**QUOTED PASSAGE**.

— Begin —

I. Screening the Petition
Rule 4 of the Rules Governing § 2254 Cases in the United States District Courts (Habeas Rules) requires the Court to make a preliminary review of each petition for writ of habeas corpus. The Court must summarily dismiss a petition "[i]f it plainly appears from the petition and any attached exhibits that the petitioner is not entitled to relief in the district court...."
Habeas Rule 4; O'Bremski v. Maass, 915 F.2d 418, 420 (9th Cir. 1990); see also Hendricks v. Vasquez, 908 F.2d 490 (9th Cir. 1990). Habeas Rule 2(c) requires that a petition 1) specify all grounds of relief available to the Petitioner; 2) state the facts supporting each ground; and 3) state the relief requested. Notice pleading is not sufficient; rather, the petition must state facts that point to a real possibility of constitutional error. Rule 4, Advisory Committee Notes, 1976 Adoption; O'Bremski v. Maass, 915 F.2d at 420 (quoting Blackledge v. Allison, 431 U.S. 63, 75 n. 7 (1977)). Allegations in a petition that are vague, conclusory, or palpably incredible are subject to summary dismissal. Hendricks v. Vasquez, 908 F.2d 490, 491 (9th Cir. 1990).
Further, the Court may dismiss a petition for writ of habeas corpus either on its own motion under Habeas Rule 4, pursuant to the respondent's motion to dismiss, or after an answer to the petition has been filed. Advisory Committee Notes to Habeas Rule 8, 1976 Adoption; see, Herbst v. Cook, 260 F.3d 1039, 1042-43 (9th Cir. 2001).
In the petition, Petitioner, who was sentenced to ten (10) years in prison for convictions of battery of a fellow prisoner and gassing, challenges state prison officials' having unlawfully extended his maximum term of imprisonment by altering the date of his release or parole beginning on or about April 27, 2007. (Pet. 2.)
The present petition is the second petition filed with respect to this claim. The Court may take judicial notice of court records. Fed. R. Evid. 201(b); United States v. BernalObeso, 989 F.2d 331, 333 (9th Cir. 1993); Valerio v. Boise Cascade Corp., 80 F.R.D. 626, 635 n. 1 (N.D. Cal. 1978), aff'd, 645 F.2d 699 (9th Cir. 1981). A review of the Court's own dockets and files shows that Petitioner has previously sought habeas relief with respect to the specific conduct of the prison authorities that is the subject of the present petition. The Court takes judicial notice of the docket in Mimms v. Galaza, Warden, no. 1:08-cv-0532-AWI-WMW-HC and of documents and exhibits filed in that action. In that proceeding, the Court ultimately granted the respondent's motion to dismiss and also denied the petition for writ of habeas corpus, directing a judgment for the respondent. (Order filed March 12, 2009, doc. 17, 2: 22-23.)
III. Successive Petition
The Court must determine whether the petition in the present case is barred by 28 U.S.C. § 2244 as a successive petition.
A. Legal Standards
Because the petition in the present case was filed after the enactment of the Antiterrorism and Effective Death Penalty Act of 1996 (AEDPA), the AEDPA applies to the petition. Lindh v. Murphy, 521 U.S. 320, 327 (1997), cert. denied, 522 U.S. 1008 (1997); Furman v. Wood, 190 F.3d 1002, 1004 (9th Cir. 1999).

— End —

**Position identification rows**.
— Begin —

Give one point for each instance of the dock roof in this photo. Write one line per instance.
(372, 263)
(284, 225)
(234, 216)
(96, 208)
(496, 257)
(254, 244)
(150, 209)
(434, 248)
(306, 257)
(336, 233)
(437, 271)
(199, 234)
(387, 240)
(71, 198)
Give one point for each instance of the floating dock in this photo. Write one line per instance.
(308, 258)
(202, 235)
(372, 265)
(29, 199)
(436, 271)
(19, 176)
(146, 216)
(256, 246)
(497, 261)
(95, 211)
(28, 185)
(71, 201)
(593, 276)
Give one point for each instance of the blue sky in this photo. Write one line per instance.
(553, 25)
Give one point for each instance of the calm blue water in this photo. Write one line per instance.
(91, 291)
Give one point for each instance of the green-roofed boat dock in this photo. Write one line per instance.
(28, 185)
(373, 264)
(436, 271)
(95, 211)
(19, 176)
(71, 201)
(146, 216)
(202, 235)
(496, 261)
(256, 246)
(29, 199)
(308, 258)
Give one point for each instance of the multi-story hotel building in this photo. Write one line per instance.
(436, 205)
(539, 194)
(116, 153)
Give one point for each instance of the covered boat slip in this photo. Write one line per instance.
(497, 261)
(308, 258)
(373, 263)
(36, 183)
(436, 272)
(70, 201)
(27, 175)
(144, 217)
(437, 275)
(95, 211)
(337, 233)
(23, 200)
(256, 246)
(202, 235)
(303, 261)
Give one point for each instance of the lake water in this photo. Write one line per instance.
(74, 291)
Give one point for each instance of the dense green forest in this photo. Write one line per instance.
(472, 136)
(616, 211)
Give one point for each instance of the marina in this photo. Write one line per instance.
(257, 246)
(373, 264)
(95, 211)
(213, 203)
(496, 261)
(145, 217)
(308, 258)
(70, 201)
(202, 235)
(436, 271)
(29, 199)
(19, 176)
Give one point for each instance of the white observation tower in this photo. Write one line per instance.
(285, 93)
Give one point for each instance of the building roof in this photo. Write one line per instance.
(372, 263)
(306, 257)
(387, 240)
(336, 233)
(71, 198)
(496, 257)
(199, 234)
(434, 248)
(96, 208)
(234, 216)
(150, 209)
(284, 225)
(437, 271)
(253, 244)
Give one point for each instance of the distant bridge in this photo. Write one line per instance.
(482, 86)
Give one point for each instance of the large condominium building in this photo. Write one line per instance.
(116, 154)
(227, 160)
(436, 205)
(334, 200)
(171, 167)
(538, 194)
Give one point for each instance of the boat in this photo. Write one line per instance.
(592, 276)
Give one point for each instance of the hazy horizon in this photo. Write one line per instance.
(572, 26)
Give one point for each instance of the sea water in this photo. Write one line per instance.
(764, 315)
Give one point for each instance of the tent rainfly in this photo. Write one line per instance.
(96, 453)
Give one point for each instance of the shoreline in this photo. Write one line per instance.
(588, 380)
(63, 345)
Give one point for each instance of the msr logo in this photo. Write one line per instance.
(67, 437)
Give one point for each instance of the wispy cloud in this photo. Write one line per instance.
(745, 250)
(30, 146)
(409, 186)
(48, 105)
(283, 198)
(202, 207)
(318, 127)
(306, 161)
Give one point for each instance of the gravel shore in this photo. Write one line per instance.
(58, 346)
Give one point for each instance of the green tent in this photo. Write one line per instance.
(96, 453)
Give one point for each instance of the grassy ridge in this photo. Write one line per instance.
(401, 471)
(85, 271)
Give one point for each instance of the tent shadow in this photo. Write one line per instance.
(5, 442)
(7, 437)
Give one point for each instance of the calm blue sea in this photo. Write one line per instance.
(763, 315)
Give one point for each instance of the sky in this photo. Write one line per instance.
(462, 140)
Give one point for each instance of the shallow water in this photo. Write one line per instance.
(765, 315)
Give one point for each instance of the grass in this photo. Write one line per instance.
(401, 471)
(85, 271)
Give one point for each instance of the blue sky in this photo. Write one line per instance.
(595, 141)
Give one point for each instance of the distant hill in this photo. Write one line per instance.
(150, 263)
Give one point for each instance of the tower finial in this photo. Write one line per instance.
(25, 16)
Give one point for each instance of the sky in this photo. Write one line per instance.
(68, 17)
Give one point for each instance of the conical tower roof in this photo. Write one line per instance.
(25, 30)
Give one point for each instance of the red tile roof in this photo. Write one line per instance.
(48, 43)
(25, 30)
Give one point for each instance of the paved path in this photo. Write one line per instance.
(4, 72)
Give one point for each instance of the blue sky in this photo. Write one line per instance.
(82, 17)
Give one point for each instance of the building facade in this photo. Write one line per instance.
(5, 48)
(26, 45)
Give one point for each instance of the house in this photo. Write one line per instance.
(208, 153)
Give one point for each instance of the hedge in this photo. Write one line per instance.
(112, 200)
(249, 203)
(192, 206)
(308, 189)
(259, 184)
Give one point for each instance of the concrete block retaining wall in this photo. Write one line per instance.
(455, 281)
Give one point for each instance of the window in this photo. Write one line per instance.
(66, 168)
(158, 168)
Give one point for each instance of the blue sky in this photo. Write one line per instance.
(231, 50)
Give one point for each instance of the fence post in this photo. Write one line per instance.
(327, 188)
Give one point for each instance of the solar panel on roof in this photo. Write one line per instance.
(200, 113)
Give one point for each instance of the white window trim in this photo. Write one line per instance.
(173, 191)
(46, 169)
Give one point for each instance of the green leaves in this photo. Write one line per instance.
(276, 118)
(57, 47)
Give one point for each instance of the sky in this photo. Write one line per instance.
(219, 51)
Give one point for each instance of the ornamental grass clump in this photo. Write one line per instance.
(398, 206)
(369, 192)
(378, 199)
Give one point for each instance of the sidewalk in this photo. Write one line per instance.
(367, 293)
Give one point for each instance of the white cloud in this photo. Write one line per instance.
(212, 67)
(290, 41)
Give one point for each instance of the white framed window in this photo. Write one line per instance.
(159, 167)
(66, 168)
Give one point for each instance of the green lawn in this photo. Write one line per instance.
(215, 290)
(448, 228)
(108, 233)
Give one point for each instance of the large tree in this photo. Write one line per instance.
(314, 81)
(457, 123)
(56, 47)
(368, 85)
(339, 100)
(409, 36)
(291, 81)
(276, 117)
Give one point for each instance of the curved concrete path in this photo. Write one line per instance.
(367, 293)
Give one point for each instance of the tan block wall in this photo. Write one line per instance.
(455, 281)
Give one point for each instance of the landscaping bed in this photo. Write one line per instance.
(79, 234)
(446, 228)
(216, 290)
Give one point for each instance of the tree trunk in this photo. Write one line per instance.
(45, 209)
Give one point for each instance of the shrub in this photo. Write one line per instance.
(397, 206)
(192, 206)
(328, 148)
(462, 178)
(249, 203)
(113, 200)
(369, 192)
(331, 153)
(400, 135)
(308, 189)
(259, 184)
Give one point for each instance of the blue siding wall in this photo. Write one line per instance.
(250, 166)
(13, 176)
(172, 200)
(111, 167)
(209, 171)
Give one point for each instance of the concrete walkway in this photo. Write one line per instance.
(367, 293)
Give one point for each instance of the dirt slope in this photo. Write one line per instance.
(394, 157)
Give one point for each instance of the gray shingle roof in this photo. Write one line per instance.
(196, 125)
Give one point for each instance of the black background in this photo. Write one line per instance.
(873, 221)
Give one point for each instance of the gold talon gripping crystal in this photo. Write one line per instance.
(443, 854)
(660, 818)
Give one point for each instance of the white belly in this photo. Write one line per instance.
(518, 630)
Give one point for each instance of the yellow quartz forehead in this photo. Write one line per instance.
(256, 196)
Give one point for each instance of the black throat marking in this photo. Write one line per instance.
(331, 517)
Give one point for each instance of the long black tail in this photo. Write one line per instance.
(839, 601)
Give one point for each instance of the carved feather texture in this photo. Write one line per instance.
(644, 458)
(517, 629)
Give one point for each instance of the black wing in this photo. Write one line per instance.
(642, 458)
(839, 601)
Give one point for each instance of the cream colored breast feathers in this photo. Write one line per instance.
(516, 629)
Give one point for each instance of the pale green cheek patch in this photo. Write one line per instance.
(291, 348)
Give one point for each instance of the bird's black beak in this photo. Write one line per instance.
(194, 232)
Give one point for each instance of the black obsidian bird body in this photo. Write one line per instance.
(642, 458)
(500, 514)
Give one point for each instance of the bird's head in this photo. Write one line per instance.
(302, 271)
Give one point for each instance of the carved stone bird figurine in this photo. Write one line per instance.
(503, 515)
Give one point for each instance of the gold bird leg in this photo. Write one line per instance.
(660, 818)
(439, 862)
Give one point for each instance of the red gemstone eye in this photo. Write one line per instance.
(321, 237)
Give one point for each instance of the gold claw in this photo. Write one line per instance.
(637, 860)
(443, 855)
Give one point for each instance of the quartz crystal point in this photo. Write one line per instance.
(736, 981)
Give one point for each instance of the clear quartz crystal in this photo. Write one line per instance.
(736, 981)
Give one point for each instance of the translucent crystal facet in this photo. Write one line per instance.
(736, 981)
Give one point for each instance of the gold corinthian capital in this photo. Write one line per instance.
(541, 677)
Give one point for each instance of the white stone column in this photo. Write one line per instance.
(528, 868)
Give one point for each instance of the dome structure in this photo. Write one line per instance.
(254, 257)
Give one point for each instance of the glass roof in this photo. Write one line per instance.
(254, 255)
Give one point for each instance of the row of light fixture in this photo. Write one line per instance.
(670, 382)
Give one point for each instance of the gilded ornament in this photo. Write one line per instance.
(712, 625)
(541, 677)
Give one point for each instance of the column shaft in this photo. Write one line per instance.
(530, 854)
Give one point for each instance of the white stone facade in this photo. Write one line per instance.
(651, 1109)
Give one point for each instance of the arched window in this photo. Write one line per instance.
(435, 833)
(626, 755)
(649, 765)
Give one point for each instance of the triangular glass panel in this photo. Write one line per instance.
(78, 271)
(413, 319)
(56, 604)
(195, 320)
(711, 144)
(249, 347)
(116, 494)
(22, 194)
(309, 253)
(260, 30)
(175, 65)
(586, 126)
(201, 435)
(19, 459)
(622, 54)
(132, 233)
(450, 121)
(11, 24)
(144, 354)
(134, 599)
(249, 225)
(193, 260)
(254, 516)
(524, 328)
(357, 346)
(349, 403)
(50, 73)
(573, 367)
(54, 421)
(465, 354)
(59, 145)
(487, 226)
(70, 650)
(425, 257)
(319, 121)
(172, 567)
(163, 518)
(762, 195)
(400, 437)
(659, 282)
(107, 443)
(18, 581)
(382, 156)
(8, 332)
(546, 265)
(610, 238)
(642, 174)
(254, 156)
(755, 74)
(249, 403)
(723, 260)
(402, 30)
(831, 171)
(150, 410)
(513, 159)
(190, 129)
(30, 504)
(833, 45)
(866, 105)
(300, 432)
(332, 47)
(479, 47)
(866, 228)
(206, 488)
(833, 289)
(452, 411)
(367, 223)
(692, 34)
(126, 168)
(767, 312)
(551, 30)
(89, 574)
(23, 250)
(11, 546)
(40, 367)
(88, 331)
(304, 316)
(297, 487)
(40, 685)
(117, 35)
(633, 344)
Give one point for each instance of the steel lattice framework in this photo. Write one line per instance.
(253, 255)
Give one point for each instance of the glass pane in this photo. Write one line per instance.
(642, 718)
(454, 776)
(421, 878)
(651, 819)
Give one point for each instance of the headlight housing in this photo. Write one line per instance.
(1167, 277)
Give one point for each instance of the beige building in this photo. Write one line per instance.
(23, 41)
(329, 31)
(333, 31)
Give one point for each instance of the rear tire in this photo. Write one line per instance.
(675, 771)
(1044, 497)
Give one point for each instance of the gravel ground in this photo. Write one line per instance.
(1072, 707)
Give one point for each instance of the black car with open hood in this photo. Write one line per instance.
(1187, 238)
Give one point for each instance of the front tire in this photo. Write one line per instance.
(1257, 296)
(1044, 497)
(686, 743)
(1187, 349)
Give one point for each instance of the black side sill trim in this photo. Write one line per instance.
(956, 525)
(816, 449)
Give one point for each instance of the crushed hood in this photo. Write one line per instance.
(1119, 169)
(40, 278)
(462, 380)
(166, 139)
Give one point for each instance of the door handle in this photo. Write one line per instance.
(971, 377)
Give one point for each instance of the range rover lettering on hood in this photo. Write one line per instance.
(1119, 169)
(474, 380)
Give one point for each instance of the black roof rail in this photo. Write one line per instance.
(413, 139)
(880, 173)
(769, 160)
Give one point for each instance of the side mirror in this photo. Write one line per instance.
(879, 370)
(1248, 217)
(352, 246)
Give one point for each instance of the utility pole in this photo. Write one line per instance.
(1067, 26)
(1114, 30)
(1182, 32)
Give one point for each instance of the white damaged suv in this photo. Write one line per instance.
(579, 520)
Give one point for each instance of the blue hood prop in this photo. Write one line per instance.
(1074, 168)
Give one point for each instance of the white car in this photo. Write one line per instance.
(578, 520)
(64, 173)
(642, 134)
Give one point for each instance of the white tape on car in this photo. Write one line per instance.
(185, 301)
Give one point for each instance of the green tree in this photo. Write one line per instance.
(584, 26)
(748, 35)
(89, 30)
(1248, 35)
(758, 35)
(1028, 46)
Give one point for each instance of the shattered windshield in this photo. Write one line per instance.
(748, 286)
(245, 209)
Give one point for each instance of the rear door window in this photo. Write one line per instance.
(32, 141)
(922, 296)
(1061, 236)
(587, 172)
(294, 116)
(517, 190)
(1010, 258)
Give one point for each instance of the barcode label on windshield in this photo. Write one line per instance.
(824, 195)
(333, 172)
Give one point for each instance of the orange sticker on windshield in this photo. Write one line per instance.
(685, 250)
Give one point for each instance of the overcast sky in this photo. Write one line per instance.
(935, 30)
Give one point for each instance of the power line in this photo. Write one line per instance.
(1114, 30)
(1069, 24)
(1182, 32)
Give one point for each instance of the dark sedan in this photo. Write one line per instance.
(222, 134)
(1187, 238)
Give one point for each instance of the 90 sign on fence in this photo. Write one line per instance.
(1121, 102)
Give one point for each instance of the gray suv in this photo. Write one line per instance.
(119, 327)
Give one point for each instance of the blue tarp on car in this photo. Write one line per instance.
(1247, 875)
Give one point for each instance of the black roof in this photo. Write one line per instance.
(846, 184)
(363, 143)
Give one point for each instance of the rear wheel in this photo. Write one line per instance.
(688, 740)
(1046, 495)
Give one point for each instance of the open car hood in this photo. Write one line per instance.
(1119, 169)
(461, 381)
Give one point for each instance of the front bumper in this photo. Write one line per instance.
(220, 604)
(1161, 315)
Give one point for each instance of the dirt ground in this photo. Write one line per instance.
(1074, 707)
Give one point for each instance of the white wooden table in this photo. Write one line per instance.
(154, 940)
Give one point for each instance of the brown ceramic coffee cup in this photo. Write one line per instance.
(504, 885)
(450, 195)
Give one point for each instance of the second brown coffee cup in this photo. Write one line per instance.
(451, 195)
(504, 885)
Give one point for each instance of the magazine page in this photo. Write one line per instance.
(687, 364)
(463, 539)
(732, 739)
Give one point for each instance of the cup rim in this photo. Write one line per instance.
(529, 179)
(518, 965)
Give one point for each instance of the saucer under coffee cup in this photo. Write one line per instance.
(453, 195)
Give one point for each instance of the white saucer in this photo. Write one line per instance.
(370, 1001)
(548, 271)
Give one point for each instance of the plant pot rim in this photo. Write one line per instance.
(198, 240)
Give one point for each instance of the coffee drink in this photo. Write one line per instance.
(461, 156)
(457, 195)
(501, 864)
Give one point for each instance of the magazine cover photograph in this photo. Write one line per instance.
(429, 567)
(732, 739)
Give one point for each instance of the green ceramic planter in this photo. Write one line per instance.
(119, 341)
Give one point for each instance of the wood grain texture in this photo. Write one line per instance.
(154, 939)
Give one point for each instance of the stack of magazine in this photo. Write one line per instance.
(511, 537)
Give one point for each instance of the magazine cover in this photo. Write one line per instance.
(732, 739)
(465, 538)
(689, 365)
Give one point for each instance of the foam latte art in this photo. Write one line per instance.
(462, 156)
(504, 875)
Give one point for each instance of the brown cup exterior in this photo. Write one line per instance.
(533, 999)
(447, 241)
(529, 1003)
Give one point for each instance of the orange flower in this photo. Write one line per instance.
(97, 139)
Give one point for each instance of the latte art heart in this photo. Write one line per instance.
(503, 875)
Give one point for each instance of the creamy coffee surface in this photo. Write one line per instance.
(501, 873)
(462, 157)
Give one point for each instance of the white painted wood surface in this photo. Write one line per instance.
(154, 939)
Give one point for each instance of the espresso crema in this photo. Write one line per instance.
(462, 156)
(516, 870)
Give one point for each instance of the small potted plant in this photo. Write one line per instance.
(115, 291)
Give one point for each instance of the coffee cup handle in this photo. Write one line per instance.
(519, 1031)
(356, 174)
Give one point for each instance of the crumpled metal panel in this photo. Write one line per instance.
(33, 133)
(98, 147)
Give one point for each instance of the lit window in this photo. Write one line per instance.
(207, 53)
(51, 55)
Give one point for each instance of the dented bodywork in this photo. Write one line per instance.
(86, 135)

— End —

**WRITTEN TASK**. List each of the Habeas Rules that the excerpt on screening the habeas petition, above, mentions by number.

**COMPLETE RESPONSE**. Rule 4, Rule 2(c), Rule 8